Write a continuation of the blog post below about feeling out of control and reading the Forbes 30 under 30 list, starting right after its last sentence.

■ PASSAGE SHOWN
= = = = = = =

I want to be in control of something, anything. I feel like everything is just happening to me and not because of me. I come to work and sit here waiting on things to flow into my queue. I’m not out there getting work or working hard, just sitting. Then at home, I pulled by the constant stream of things that I need to get done and people I need to see. When did life get so out of control?

On my book, I am trying to stay motivated but ran into a rut with taking a day off. Bad me! Where do y’all find your motivation when everything just seems to be spinning and you aren’t the one controlling things?

Forbes 30 under 30

Looking at Forbes 30 under 30 can either be inspiring or depressing. Today, it was a little bit of both for me. It inspired me that I want to do something great and accomplish something big but it also depressed me to think I didn’t have any brilliant ideas to execute right away.

Michelle Phan really inspired me. 

   
Here is a portion of her blurb from the list:

“In 2007, she made a seven-minute how-to video and posted it on YouTube. Soon,she was getting 40,000 views a week. In 2012, her Internet popularity exploding, she started ipsy, a subscription cosmetics company that’s expected to yield $120 million in revenues in 2015. She’s also got a line of makeup with L’Oréal, a music venture that promotes artists on social media and a deal with reality-TV giant Endemol for an online lifestyle channel.”

= = = = = = =

■ RAW DATA
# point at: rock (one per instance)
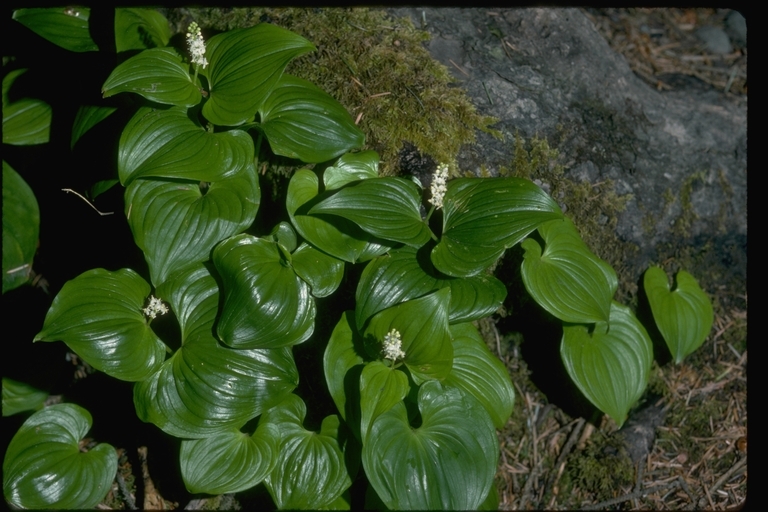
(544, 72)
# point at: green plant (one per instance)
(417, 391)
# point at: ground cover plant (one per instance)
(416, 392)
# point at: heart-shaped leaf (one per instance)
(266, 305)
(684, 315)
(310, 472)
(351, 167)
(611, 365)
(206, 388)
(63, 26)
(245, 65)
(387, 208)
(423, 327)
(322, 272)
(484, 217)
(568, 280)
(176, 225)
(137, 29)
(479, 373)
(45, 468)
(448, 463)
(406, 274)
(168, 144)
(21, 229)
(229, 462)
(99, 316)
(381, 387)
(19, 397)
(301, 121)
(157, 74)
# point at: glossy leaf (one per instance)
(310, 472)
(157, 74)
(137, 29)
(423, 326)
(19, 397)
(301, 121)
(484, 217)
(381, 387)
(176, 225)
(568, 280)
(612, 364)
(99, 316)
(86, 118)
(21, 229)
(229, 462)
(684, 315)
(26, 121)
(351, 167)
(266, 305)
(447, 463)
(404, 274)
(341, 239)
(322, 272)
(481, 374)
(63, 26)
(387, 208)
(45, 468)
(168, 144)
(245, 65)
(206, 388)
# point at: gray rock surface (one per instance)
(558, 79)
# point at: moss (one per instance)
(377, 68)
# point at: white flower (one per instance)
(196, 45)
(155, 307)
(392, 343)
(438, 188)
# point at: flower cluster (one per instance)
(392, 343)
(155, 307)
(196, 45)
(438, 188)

= = = = = = =

■ REPLY TO THE EXERCISE
You can see the whole thing here: Forbes 30 under 30: Art and Style

I love ipsy and birchbox. To think that she just took a small step of posting a video and it ended up leading her to an amazing life. Granted, I’m sure she worked hard along the way and there were struggles that she faced, but she made the list. She is under 30. That just speaks so much to me. You don’t have to be older and wiser to do great things. You just have to go out and do it. So, I’ve made it my new goal to make the list of 30 under 30. 

I’m taking small steps and I’m going to do something great.

I wrote a short story as my small step. 2000 words of a story can teach you a lot about trying to write 75,000-100,000 words. You have a lot of editing to do and rewriting. It’s time consuming, but I feel very reworded from doing that. Now, working toward my next steps. 

What is the small step you are going to take?

Too Many Goals – Not enough Willpower

Sometimes I feel like I want to soar to the moon.

I want to be productive and do something great. I feel like I can do anything and be anyone. I have so much pent up energy and desire to get stuff done. What stops me? I feel like if I do or try something, I’ll fail. People remind me that I will fail to. If I look to other people for encouragement, they often look at my goals and me like I’m crazy. On the flip side in my head, I think if I try that then something will go wrong and I won’t be able to do it so there is no point in even starting. Or, more often, I start something and then get bored or overwhelmed and end up quitting. How do I start or keep going once I have begun? What is the answer for you?

I am reading #GirlBoss  right now and it is really empowering and encouraging. She started just doing what she loved and it took off because she put her love sweat and tears into it. I want something to move me that much that it consumes me. It takes me to achieve my dreams. Unfortunately, I’m still looking for that thing that will push and excite me.

I guess in the meantime, I will continue to accumulate goals and see where they take me.

Goals for now:

  • Write a book; rather finish it since I’ve already started it. I’ve always wanted to write a book, but never had a great story. I’ve been reading a lot in the past two years and I think that has inspired me. Now, I have a great story I just have to work out the details.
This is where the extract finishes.